Labeled-object pointing entries:
= = = = = = =

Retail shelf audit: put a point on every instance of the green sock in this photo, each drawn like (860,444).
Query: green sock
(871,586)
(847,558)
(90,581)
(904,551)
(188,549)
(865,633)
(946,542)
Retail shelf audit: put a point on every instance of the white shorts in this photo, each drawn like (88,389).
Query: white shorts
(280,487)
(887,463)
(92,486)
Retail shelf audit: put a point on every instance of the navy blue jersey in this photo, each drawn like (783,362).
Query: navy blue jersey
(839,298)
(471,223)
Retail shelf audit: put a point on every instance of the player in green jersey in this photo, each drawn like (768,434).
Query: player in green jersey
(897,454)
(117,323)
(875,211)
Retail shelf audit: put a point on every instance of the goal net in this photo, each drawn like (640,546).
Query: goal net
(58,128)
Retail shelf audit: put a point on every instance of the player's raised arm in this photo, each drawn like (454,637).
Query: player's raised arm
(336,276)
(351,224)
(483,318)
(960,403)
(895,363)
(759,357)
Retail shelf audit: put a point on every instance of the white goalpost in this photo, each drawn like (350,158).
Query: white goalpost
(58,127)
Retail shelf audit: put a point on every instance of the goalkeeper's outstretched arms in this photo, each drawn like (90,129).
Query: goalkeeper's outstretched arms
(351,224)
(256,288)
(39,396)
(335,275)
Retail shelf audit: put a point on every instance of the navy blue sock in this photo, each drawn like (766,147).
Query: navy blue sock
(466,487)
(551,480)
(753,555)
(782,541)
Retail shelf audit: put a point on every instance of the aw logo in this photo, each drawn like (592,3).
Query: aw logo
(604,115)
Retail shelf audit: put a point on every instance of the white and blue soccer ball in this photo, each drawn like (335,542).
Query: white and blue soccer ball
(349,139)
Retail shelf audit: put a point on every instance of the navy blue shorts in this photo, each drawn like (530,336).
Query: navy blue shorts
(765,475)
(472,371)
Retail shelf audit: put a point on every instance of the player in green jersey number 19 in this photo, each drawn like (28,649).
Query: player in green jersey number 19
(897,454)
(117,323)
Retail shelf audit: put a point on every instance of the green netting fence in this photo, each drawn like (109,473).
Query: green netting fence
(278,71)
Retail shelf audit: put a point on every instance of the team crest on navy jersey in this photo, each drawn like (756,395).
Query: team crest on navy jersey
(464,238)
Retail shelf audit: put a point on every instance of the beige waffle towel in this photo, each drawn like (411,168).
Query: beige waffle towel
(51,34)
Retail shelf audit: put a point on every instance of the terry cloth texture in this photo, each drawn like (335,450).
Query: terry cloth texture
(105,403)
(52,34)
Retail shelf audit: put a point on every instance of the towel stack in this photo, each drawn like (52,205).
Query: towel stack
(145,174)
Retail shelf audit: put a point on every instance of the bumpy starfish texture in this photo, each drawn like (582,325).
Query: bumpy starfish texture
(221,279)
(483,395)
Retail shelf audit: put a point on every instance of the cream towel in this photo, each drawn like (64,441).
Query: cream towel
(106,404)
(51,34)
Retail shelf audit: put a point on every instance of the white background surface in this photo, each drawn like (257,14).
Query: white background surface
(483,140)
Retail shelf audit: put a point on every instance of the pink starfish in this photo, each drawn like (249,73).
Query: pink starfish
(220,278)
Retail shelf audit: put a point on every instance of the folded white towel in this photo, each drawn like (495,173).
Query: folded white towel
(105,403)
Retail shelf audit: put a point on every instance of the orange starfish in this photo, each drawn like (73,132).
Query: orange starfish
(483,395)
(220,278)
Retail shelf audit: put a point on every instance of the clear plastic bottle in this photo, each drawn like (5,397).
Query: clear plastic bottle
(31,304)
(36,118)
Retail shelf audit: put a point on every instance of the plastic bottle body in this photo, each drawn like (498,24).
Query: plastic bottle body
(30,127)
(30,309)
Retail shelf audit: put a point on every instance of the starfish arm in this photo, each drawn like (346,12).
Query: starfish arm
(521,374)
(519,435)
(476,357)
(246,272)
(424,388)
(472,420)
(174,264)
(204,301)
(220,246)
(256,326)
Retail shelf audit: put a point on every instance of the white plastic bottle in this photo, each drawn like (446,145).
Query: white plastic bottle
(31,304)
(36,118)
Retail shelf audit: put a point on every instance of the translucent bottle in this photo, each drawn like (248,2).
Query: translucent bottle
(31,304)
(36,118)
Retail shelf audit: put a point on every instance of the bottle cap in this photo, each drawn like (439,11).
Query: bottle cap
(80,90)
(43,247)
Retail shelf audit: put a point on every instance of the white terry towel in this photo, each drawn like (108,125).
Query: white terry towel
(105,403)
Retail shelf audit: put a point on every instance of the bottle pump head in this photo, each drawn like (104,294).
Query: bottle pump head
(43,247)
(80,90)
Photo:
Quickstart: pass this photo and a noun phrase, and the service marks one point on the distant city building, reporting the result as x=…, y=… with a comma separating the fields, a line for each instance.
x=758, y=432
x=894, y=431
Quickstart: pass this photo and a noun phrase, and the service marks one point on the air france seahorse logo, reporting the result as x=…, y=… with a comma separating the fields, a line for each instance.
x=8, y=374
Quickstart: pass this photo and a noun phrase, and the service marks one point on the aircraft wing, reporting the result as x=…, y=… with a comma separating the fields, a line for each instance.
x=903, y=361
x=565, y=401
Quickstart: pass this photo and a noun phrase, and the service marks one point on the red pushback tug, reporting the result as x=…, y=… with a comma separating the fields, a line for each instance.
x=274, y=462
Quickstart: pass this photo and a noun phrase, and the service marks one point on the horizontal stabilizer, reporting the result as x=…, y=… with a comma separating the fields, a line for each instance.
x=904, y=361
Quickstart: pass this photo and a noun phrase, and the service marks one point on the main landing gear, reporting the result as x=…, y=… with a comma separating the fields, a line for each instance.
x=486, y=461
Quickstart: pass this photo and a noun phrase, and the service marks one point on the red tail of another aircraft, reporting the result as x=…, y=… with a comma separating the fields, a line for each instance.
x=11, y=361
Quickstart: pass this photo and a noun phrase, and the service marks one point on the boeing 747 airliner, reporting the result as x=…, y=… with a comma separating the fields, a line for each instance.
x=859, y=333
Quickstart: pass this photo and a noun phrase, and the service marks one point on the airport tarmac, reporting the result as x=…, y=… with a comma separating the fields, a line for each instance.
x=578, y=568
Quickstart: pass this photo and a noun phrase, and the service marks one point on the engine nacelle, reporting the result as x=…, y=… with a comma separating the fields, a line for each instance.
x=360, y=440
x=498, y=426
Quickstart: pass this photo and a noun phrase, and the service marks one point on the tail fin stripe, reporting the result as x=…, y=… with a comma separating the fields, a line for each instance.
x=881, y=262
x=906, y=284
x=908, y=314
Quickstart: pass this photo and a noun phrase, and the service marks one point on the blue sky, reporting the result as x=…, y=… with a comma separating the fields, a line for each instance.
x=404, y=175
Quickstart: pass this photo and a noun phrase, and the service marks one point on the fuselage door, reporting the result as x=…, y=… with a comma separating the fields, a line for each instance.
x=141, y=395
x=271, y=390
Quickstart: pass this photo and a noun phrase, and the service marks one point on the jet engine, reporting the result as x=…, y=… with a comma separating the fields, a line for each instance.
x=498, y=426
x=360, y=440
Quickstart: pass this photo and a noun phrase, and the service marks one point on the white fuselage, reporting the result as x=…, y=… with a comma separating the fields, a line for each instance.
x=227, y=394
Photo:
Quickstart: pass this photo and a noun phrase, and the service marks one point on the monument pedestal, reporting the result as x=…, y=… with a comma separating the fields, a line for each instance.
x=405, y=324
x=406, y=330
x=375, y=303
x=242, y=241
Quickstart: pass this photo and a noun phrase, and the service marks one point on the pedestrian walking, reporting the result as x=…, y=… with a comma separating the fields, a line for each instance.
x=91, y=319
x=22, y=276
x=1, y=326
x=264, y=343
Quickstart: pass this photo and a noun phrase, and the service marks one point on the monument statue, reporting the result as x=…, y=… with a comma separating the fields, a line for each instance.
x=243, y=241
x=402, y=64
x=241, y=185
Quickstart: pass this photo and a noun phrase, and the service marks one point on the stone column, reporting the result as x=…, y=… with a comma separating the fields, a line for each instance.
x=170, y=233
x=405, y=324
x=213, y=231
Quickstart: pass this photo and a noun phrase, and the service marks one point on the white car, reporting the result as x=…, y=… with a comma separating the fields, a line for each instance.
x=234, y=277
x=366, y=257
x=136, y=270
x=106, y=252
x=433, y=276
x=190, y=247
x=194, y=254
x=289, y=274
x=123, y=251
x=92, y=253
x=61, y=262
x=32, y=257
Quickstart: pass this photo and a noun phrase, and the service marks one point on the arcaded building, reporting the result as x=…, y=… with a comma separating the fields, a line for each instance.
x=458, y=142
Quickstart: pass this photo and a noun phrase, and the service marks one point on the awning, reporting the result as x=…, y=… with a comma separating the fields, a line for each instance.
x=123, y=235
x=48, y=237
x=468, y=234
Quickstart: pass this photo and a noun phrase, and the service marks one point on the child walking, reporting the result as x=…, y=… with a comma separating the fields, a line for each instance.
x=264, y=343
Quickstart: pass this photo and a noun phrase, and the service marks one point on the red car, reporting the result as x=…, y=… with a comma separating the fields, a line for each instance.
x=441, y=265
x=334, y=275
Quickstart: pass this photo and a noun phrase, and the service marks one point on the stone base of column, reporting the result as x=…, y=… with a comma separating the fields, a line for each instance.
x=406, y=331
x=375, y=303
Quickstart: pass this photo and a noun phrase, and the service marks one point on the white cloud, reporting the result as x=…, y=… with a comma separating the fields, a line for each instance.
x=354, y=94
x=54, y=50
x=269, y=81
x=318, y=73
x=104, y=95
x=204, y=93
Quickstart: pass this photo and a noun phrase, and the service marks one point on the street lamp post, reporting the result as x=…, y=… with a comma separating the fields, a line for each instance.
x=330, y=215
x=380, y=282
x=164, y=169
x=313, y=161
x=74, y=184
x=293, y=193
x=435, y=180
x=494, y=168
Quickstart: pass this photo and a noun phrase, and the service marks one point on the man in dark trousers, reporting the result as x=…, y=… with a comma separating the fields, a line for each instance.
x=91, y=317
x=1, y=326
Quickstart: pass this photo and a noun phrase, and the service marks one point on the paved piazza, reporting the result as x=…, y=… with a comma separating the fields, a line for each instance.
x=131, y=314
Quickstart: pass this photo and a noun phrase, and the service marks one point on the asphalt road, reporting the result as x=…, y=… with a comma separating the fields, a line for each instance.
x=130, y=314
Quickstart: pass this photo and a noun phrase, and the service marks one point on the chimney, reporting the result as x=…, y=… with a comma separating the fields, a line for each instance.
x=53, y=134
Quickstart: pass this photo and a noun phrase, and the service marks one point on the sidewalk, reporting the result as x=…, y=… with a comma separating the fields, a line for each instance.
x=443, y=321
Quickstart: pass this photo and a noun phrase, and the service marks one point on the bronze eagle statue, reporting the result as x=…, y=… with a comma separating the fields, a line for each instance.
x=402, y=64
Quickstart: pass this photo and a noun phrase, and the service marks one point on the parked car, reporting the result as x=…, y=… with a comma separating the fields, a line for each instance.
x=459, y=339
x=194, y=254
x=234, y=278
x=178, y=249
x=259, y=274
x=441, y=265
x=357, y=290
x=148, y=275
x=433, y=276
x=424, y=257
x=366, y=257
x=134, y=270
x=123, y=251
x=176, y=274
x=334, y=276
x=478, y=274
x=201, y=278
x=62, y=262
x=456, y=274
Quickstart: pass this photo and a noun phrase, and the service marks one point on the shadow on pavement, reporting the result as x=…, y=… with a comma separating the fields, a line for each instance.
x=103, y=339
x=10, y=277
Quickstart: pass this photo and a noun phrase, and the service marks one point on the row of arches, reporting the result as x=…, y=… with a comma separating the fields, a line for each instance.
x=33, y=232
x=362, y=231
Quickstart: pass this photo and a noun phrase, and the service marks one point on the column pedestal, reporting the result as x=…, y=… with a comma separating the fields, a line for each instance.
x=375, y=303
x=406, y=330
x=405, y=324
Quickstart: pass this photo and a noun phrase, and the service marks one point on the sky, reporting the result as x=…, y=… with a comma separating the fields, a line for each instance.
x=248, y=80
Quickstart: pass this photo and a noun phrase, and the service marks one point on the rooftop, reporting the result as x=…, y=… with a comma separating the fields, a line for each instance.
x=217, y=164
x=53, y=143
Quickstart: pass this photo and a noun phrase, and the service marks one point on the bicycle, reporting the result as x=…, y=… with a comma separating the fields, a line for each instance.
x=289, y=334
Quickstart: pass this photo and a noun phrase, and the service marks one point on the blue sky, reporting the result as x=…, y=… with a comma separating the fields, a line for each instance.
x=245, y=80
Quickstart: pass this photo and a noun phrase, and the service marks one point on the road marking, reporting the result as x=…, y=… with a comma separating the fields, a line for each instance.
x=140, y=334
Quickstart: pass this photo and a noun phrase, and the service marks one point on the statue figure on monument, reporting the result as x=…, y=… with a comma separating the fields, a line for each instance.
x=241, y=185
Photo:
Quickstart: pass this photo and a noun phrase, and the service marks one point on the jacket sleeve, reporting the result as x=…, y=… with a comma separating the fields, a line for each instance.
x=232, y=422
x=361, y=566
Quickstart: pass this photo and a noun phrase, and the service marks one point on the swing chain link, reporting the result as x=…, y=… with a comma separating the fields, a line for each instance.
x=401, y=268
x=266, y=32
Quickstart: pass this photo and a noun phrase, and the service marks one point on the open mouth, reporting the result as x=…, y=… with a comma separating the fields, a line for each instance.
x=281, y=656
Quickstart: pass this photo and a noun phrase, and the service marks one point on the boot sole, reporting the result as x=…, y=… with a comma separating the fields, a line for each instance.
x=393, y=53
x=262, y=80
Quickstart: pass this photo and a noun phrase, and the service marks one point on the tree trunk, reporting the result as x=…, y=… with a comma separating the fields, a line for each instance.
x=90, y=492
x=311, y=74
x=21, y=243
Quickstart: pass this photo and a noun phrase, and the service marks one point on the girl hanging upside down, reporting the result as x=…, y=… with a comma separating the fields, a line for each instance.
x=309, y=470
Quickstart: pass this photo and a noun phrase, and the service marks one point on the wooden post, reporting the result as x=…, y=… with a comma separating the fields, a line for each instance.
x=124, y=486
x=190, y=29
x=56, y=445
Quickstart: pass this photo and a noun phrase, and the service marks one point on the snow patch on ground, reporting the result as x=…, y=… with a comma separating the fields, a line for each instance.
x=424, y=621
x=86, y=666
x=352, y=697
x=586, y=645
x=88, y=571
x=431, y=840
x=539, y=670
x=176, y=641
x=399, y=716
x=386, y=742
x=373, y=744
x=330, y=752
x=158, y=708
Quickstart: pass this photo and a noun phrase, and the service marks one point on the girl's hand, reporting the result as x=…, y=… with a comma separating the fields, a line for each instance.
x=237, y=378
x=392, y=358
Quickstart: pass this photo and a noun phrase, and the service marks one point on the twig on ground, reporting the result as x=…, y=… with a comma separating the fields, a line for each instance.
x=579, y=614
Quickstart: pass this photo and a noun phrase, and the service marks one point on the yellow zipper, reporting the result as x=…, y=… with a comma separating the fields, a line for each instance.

= = = = = = =

**WHAT YOU WILL DO**
Extract, verbatim, the lines from the one containing "on the boot" through the last line of the listing above.

**TASK OUTPUT**
Quickstart: pass this photo and a noun phrase, and the service marks one point on the boot sole, reporting the result as x=…, y=… with a comma separating the fields, a line for each instance.
x=393, y=53
x=262, y=80
Quickstart: pass this photo and a noun phrase, and the service marks one point on the tree trunk, reporting the result as x=…, y=… with a comma separating the fields, a line for each instance.
x=90, y=492
x=311, y=74
x=21, y=243
Quickstart: pass this photo and a noun phrase, and the service marks one point on the girl hanging upside down, reporting the result as x=…, y=… with a comma separating the fields, a line for each instance.
x=309, y=470
Quickstart: pass this photo and a noun phrase, and the service marks one point on the wooden post, reporting the result as x=…, y=… with a comma separating the fields, a line for each instance.
x=124, y=486
x=190, y=29
x=56, y=445
Quickstart: pass this photo and a noun phrase, and the service marks one point on the snow patch on ground, reporting the result as x=…, y=… with a comma separating the fields, a line for each instance.
x=424, y=621
x=86, y=666
x=352, y=697
x=586, y=645
x=88, y=571
x=431, y=840
x=539, y=670
x=176, y=641
x=399, y=716
x=386, y=742
x=373, y=744
x=330, y=752
x=158, y=708
Quickstart: pass this photo and a noun phrase, and the service marks one point on the girl's hand, reporting the result as x=…, y=… with a comma separating the fields, a line for each instance.
x=237, y=378
x=392, y=358
Quickstart: pass this photo and a noun phrase, and the service marks one point on the twig on ground, reporting the result as x=…, y=… with a comma separating the fields, a line for each instance.
x=579, y=614
Quickstart: pass this photo and a noun phrase, and the service marks one point on the yellow zipper, reporting the result as x=…, y=… with a comma separating the fields, a line for each instance.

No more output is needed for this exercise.